> [Extract provided]:
- - -
The study met its primary endpoint and adds to the growing body of clinical evidence which supports the use of VPRIV in patients who have transitioned from imiglucerase or who are treatment-naïve.
In the 039 (head-to-head) study, adult and pediatric patients with type 1 Gaucher disease were included in a nine-month, global, randomised, double-blind, non-inferiority study comparing VPRIV with imiglucerase in treatment-naïve patients aged under two years, with anemia and either thrombocytopenia or organomegaly.
Patients were randomised in a 1:1 ratio to receive either VPRIV or imiglucerase at a dose of 60U/kg via continuous infusion over one hour every other week for 39 weeks (total of 20 infusions per patient).
Thirty-five patients in nine countries were randomised and 34 received the study drug (intent-to-treat [ITT] population was 17 in both the VPRIV and imiglucerase groups). The per-protocol (PP) analysis included 15 patients in each group. Baseline clinical characteristics were generally similar between the two groups, although haemoglobin concentrations appeared slightly higher in the VPRIV group.
After nine months of treatment, haemoglobin concentration improved in both groups. The estimated mean treatment difference for haemoglobin concentration from baseline between patients treated with VPRIV and imiglucerase was 0.14 and 0.16 g/dL in the ITT and PP populations, respectively, with a lower bound of the 97.5% one-sided confidence interval of –0.60 g/dL in both populations, greater than the pre-defined non-inferiority margin of –1.0 g/dL. These results indicate that the primary endpoint was met. Both the VPRIV and imiglucerase groups showed substantial improvements in the secondary endpoints, including platelet counts, spleen volume, liver volume, and plasma biomarkers with no statistically significant difference demonstrated between the treatment groups. The majority of adverse events were mild or moderate in severity.
- - -
> [Excerpted data]:
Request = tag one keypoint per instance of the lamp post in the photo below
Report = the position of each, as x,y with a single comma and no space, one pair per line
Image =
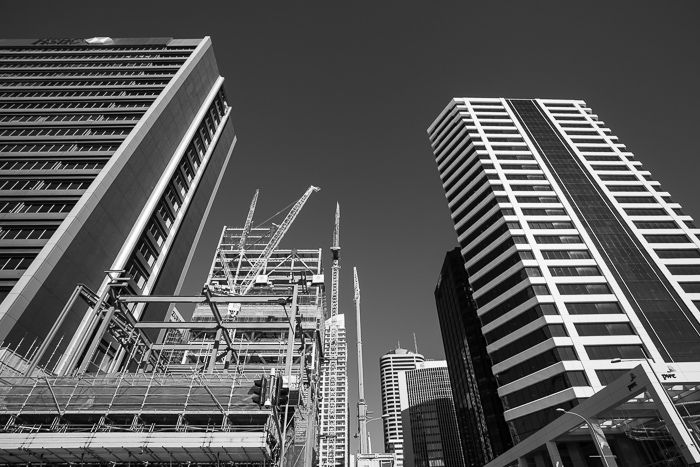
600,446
- - -
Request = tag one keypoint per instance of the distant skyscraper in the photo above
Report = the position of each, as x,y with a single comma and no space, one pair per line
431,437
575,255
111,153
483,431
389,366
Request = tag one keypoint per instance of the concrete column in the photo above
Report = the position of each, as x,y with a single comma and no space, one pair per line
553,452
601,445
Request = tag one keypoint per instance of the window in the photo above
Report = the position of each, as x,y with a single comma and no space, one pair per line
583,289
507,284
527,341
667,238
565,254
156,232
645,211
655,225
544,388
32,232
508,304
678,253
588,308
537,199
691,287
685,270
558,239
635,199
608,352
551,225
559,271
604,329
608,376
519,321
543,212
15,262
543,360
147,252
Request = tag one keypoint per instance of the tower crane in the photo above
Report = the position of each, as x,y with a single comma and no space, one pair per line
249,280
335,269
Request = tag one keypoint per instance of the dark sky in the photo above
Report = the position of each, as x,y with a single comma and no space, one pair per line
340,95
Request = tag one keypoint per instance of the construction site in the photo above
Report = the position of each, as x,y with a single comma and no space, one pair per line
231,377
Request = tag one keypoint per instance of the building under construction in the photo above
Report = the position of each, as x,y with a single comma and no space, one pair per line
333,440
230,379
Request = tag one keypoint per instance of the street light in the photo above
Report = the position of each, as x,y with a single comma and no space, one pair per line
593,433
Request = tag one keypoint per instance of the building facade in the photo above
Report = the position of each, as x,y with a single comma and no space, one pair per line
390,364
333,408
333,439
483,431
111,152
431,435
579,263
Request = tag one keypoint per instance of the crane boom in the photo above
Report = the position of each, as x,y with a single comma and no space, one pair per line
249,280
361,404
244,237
- - -
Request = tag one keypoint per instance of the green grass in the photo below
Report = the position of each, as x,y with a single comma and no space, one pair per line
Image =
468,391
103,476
- - -
> [Task goal]: Continue the passage on the VPRIV versus imiglucerase head-to-head study, starting after its final sentence.

> [Output for this exercise]:
Shire also reported important findings that suggested substantial antigenic differences when antibody response to treatment with VPRIV and imiglucerase were compared. No patient treated with VPRIV developed anti-drug antibodies while four patients in the imiglucerase group developed antibodies to imiglucerase. Of these four imiglucerase treated patients, one patient had antibodies that inhibited enzyme activity in vitro and enzyme uptake in a cell-based assay. Three patients had antibodies that did not inhibit enzyme activity or uptake.
Data from the Phase III clinical trial extension were also presented at ASHG. In the six month extension study patients from study 034 with type 1 Gaucher disease previously treated with imiglucerase, successfully transitioned to VPRIV and maintained haematological parameters at therapeutic levels through 18 months of continuous treatment. VPRIV was generally well tolerated, and appeared to show a favourable immunogenicity profile.
“For physicians, drug safety is a major consideration; the reported lack of antibodies to infused velaglucerase alfa in these studies, both in naïve and switch patients, is re-assuring to patients and their physicians alike,” said Gregory M. Pastores MD, Associate Professor of Neurology and Pediatrics at the NYU School of Medicine in New York.